What is Agile Learning Design?
We’re always exploring different learning and design theories here at eLeaP, in an effort to better help our users engage their employees in training and maximize its value.
One concept worth exploring is Agile Learning Design or ALD. Agile Learning design refers to content where the key considerations are flexibility, collaboration, and speed. The end-goal of ALD is having courses that are highly relevant but also inexpensive.
This concept originated in the general software world, where the goal has consistently been speed and efficiency for the lowest possible cost. Agile actually stands for the following:
- Get Set
- Iterate and implement
Agile design is important in today’s fast-paced, globalized marketplace where companies are constantly looking for ways to help their employees become more proficient more quickly. Learning also must be flexible and easily adaptable, which are main features of ALD.
Agile learning incorporates elements of feedback so that the training experience can be honed, refined and streamlined over time.
Advantages of ALD
While there are many, below are some of the key reasons many businesses are embracing this framework to train employees:
- Since flexibility is central to ALD, it’s an inherently advantageous design structure. Companies need to embrace change and adaptability in e-Learning and training to best meet the needs of their workforce, and that need is built into the foundation of Agile design. When you embrace ALD, you’re also embracing fluidity in your employee training so it can easily be adapted to whatever employee or business need may arise.

## STATED EXERCISE 1
Show every line of the listing below that contains the string "front". Case counts.

## STORED ROWS

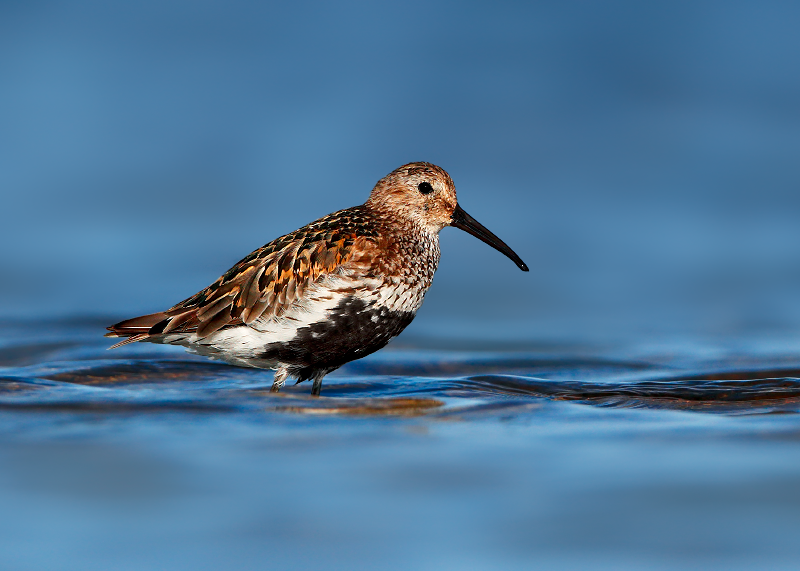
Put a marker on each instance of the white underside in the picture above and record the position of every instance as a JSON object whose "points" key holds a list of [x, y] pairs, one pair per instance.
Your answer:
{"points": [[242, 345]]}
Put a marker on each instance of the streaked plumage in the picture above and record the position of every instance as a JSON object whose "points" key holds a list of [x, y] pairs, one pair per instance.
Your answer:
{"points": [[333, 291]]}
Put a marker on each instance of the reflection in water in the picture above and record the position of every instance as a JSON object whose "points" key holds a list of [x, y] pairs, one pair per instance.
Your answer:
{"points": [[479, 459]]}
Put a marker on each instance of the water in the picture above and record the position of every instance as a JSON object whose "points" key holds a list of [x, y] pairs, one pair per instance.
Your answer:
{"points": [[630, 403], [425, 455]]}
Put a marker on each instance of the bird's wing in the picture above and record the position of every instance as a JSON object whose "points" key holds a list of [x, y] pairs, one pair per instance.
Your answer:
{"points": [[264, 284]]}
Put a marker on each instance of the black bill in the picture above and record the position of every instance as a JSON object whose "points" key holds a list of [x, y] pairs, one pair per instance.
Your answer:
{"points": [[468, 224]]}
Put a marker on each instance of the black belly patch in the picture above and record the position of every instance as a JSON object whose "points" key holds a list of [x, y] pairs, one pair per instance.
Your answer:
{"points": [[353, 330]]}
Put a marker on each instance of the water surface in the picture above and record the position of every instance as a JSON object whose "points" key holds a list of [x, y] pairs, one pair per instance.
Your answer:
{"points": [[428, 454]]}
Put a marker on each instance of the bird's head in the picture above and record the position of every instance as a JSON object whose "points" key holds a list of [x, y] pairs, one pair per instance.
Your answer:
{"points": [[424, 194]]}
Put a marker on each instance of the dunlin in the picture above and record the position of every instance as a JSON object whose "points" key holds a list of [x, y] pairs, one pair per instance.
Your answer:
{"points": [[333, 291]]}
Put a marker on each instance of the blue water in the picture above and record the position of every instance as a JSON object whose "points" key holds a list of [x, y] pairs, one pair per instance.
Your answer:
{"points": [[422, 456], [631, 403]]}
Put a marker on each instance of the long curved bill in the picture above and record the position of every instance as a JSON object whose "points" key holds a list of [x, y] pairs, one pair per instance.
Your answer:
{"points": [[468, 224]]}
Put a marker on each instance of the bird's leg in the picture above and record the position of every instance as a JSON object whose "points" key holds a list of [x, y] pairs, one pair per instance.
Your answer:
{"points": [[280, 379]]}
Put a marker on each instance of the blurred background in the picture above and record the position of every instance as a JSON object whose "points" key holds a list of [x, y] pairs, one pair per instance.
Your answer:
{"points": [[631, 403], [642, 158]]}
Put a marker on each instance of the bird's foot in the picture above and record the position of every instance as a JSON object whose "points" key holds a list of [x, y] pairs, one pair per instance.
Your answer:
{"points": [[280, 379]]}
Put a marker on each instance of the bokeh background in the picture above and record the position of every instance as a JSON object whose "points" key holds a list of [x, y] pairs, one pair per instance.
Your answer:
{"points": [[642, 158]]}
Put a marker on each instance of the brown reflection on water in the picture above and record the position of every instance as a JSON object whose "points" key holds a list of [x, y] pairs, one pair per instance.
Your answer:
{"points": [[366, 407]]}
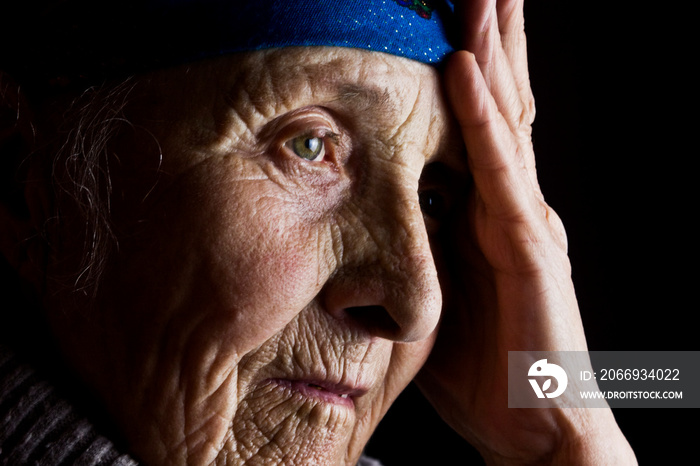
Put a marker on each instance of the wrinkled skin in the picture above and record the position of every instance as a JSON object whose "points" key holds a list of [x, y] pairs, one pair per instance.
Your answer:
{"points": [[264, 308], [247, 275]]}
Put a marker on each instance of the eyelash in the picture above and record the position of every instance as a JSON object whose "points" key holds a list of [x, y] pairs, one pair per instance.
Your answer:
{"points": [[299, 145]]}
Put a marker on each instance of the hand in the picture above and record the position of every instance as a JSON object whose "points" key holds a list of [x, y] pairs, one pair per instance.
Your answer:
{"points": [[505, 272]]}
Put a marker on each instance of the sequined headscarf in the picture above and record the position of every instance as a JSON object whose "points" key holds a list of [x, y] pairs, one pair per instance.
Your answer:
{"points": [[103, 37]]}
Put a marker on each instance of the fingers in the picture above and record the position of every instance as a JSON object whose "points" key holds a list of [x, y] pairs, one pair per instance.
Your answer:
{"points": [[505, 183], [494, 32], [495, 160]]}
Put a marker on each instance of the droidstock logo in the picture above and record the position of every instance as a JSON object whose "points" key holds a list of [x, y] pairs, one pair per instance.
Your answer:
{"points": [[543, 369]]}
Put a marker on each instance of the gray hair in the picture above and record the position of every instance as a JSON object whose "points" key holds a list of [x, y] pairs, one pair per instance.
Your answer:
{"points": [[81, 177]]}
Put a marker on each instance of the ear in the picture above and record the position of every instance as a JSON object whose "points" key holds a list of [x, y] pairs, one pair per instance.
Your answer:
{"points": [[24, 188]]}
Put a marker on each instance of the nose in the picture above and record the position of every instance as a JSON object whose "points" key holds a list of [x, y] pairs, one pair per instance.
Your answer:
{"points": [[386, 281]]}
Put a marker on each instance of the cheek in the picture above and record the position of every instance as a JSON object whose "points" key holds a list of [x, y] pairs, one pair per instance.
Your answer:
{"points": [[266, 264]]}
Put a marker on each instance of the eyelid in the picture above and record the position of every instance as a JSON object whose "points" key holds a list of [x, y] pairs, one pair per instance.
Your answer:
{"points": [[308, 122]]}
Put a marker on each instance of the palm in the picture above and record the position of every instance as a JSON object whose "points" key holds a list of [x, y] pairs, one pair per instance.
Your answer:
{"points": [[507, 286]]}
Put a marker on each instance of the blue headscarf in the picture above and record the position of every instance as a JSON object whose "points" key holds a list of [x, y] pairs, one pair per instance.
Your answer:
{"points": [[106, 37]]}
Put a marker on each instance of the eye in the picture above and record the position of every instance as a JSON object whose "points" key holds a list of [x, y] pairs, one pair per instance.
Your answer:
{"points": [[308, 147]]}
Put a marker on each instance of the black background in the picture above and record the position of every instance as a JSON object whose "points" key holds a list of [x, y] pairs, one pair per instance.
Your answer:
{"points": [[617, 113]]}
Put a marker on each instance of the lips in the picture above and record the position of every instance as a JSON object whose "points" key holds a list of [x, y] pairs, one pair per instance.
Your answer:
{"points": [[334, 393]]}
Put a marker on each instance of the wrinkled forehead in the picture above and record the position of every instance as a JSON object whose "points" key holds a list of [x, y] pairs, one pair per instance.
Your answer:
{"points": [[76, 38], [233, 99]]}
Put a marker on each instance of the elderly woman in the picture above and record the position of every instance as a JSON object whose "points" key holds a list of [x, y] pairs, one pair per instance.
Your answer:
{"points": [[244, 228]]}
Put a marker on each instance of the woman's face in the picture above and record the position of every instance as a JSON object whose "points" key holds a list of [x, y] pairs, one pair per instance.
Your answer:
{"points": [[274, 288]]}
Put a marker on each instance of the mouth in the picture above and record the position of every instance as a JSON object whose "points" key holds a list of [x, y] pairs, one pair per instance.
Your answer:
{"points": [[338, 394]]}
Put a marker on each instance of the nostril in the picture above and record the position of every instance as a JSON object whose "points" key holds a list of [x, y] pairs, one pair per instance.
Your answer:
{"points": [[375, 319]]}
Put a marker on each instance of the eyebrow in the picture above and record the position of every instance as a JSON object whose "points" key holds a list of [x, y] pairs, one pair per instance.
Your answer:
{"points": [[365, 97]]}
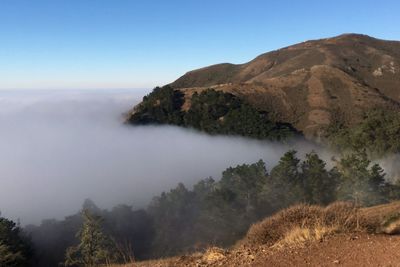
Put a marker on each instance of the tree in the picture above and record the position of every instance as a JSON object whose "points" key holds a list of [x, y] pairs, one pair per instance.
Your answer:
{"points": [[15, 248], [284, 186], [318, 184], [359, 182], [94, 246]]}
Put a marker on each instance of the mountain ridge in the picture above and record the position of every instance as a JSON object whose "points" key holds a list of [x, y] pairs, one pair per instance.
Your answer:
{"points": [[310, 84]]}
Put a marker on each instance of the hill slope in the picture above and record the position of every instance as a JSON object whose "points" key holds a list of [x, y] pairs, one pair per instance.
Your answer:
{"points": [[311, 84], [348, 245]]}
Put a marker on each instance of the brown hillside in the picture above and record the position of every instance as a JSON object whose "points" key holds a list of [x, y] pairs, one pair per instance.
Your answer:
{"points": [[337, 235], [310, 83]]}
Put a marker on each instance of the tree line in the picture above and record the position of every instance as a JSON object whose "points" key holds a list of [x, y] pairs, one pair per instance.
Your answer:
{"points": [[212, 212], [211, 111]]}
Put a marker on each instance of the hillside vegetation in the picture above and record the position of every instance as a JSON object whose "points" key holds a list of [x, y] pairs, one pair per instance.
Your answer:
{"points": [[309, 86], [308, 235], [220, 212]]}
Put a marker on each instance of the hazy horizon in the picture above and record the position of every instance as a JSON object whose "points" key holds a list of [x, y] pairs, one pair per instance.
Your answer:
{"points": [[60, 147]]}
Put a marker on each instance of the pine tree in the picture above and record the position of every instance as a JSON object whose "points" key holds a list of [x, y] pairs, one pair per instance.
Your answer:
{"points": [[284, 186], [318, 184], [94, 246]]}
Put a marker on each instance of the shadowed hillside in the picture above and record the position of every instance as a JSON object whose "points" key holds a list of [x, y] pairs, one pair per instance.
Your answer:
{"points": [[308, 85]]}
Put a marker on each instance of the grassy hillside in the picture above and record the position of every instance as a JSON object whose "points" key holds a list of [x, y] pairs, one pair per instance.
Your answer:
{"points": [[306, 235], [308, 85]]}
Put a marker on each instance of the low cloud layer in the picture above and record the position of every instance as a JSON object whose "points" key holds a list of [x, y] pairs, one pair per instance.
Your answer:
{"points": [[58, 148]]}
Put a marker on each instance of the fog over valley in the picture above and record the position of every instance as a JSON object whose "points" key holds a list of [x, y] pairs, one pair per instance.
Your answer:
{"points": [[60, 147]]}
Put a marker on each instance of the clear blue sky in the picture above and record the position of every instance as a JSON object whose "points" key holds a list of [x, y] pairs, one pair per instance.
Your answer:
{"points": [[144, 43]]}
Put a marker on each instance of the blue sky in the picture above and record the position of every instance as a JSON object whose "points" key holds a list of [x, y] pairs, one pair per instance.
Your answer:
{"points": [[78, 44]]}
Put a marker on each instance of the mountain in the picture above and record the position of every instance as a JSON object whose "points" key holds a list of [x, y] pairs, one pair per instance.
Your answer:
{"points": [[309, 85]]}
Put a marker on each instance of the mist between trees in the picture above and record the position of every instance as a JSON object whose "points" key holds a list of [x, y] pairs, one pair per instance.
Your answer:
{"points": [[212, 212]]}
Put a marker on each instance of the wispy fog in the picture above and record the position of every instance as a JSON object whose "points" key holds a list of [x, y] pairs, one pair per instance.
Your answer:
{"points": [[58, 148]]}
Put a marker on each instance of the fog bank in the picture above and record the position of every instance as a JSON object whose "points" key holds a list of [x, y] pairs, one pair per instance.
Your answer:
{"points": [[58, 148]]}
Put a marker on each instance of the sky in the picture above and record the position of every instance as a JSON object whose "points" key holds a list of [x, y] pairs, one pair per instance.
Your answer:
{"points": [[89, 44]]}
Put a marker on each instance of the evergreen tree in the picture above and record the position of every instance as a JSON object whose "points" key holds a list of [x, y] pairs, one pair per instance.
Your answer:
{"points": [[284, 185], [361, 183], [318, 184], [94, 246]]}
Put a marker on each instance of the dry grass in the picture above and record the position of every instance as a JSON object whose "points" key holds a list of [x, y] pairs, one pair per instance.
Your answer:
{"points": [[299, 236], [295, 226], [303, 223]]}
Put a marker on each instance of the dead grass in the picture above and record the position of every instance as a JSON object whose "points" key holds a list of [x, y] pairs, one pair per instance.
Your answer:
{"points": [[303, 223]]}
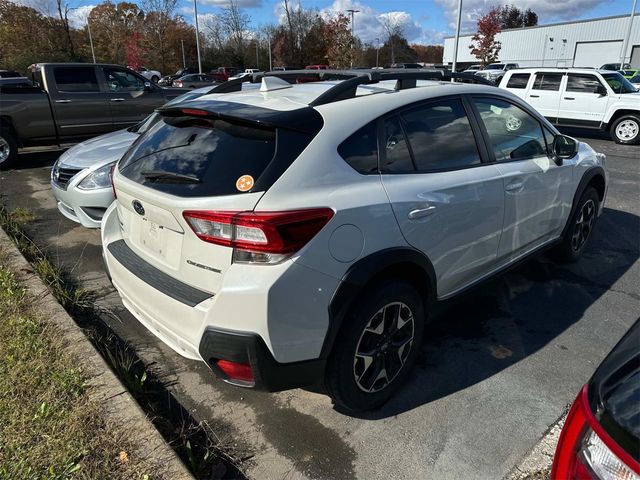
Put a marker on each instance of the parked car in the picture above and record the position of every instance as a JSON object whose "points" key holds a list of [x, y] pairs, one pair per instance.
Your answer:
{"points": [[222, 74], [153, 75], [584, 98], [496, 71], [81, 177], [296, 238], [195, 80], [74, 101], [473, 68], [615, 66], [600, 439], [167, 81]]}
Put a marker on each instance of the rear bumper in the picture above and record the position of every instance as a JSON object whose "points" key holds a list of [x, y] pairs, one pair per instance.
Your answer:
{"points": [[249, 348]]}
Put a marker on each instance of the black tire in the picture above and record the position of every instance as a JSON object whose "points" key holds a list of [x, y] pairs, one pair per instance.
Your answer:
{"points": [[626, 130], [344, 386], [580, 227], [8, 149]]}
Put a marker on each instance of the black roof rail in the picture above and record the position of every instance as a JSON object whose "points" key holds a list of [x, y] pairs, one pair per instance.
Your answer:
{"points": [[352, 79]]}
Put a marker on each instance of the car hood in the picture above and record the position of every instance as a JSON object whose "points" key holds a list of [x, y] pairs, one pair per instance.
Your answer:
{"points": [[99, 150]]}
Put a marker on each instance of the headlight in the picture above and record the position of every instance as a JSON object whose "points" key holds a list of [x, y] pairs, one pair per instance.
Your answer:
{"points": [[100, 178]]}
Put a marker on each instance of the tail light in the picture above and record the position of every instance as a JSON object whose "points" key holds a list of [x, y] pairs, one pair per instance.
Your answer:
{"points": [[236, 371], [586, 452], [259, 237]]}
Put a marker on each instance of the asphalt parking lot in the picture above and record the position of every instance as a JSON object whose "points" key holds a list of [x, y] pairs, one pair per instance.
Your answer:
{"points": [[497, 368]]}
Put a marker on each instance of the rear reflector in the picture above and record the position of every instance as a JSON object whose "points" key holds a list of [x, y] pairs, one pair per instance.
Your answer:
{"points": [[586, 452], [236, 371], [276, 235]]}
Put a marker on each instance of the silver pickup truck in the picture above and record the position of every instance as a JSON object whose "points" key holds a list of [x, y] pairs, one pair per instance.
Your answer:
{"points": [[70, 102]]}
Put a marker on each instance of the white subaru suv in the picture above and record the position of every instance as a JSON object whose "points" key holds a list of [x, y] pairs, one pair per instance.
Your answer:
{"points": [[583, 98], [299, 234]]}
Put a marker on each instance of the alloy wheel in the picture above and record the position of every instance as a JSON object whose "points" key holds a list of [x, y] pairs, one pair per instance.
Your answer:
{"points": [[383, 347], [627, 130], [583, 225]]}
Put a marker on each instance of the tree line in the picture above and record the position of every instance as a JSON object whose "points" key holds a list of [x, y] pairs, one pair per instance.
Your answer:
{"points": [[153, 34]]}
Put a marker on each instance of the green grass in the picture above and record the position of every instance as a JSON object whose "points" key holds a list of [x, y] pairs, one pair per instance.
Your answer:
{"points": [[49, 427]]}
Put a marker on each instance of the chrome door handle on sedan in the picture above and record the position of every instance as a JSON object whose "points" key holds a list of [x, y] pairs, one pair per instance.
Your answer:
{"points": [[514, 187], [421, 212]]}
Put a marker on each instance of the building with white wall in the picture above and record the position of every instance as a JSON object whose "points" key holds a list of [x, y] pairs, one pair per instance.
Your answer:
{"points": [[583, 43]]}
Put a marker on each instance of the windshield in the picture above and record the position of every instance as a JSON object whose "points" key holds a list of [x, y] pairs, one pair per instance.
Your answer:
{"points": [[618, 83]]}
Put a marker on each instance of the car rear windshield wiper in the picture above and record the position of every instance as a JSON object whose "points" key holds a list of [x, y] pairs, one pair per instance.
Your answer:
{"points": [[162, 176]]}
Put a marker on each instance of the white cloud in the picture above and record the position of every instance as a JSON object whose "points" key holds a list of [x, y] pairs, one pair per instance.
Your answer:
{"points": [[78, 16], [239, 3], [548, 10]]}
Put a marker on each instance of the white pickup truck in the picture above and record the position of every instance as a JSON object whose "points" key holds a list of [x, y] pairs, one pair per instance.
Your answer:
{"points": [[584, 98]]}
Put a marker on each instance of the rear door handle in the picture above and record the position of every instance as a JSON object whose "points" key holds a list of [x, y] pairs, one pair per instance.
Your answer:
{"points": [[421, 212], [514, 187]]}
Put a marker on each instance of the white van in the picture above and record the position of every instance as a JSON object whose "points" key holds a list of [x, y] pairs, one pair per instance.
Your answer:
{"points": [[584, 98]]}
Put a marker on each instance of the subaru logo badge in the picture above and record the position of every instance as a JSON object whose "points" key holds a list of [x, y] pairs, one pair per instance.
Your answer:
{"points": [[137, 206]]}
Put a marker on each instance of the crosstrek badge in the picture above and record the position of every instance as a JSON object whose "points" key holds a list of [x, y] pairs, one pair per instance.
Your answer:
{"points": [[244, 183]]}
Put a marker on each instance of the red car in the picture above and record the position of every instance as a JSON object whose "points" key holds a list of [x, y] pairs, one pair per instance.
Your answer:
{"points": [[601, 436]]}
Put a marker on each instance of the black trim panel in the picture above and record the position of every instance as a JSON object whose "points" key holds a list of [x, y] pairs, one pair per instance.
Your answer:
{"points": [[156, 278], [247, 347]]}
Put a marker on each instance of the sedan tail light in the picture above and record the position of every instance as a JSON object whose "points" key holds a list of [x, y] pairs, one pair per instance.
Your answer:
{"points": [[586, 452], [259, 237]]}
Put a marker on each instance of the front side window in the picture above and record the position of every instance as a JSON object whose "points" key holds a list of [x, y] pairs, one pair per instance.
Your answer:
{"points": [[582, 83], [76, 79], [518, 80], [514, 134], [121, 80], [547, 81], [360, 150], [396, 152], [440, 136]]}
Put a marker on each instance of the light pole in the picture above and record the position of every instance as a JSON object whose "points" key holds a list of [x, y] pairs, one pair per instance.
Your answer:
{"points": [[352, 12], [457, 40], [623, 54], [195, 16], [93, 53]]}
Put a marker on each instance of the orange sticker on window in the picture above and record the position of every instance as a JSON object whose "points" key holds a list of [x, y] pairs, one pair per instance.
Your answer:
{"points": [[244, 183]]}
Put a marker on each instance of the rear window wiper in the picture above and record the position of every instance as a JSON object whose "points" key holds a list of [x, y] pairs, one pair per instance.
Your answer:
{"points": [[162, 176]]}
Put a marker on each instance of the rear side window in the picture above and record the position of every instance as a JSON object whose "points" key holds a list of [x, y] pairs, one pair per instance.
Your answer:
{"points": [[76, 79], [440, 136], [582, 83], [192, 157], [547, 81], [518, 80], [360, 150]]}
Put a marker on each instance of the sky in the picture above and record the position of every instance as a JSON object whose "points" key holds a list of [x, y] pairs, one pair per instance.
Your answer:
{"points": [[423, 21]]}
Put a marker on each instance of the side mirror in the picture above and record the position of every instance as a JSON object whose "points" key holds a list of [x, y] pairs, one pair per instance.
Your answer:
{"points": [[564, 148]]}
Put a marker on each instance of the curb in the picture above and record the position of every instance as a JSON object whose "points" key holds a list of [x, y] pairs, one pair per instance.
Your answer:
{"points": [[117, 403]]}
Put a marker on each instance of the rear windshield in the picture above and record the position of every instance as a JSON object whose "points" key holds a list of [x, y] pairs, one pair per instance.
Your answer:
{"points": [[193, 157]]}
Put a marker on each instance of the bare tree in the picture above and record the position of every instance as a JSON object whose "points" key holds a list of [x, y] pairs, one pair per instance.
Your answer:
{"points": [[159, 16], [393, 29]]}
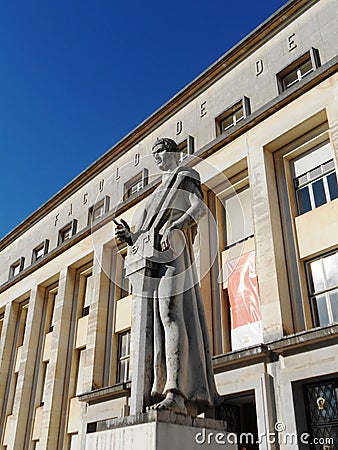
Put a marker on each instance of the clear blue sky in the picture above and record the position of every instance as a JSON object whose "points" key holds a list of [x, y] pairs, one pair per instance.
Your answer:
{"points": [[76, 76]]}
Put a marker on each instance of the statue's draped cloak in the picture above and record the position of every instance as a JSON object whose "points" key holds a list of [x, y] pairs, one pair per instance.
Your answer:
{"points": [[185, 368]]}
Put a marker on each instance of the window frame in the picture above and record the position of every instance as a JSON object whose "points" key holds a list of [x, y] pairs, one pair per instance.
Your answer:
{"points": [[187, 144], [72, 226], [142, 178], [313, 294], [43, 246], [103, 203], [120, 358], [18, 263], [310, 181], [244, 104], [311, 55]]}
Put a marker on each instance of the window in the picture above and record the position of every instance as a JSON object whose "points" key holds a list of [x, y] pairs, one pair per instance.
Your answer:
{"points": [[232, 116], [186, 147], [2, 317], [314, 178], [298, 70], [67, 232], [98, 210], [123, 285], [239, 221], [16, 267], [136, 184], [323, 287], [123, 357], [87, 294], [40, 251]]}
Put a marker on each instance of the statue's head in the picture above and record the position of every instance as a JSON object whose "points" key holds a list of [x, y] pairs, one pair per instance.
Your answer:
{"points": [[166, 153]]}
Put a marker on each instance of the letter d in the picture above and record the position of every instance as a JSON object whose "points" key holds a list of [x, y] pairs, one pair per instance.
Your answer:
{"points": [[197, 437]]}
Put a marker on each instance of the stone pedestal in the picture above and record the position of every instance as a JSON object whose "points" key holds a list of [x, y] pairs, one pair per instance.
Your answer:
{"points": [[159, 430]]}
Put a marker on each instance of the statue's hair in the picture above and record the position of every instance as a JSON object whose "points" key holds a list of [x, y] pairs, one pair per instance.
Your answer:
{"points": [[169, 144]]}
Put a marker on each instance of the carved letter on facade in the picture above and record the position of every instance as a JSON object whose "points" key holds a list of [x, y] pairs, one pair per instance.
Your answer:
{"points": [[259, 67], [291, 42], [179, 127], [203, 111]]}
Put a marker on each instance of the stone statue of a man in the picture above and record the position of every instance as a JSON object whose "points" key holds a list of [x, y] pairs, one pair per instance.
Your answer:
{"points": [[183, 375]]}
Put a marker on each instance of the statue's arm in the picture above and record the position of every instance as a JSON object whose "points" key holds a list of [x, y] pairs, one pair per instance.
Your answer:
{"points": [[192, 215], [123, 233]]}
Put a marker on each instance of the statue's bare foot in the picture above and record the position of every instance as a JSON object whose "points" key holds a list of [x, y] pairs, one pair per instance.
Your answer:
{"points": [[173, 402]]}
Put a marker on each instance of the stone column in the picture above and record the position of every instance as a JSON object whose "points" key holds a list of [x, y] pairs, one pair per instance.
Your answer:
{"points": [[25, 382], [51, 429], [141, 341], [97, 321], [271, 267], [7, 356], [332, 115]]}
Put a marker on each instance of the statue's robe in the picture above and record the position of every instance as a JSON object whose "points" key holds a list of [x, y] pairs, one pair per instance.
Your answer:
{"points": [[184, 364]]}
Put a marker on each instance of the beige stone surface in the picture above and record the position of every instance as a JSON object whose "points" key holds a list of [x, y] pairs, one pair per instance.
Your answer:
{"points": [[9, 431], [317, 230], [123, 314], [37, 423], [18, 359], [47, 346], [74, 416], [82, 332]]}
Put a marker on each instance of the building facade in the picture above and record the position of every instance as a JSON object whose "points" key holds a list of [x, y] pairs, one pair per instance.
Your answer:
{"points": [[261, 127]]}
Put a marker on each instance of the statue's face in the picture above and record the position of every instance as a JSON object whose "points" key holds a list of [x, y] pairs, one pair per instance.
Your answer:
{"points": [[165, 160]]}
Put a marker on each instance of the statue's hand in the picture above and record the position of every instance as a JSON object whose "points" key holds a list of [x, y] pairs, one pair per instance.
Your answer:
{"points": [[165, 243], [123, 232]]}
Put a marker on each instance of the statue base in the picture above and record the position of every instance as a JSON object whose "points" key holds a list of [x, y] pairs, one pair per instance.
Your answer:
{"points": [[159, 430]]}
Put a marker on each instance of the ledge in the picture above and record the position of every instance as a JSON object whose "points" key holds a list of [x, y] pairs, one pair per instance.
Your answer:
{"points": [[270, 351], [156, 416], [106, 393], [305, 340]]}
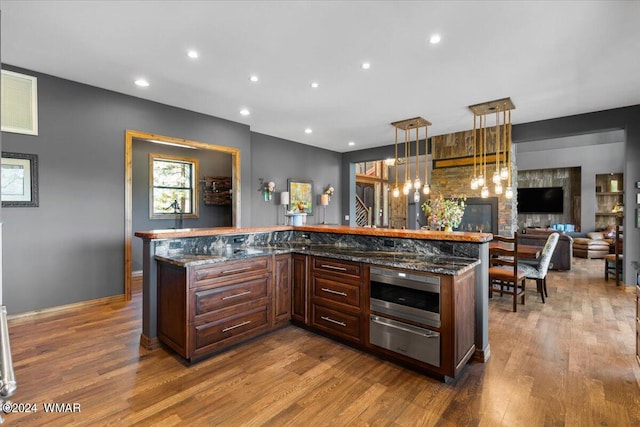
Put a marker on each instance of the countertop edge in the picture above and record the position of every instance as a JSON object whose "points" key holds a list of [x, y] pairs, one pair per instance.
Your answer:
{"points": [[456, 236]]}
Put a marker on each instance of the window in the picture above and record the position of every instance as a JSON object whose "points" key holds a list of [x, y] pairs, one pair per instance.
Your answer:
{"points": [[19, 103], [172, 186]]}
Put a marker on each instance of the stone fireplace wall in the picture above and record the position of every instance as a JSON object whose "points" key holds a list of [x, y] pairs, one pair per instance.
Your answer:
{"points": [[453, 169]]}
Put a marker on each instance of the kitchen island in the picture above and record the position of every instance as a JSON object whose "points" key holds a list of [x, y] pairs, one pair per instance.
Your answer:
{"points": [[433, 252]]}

## STATED EXERCISE 2
According to the piece on Agile Learning Design above, what is the end-goal of ALD?

## CORRECT ANSWER 1
Put a marker on each instance of the front side window in the picture above and record the position of every instance as a JSON object whose "points" key holds a list of [x, y] pairs, one pair per instance.

## CORRECT ANSWER 2
Having courses that are highly relevant but also inexpensive.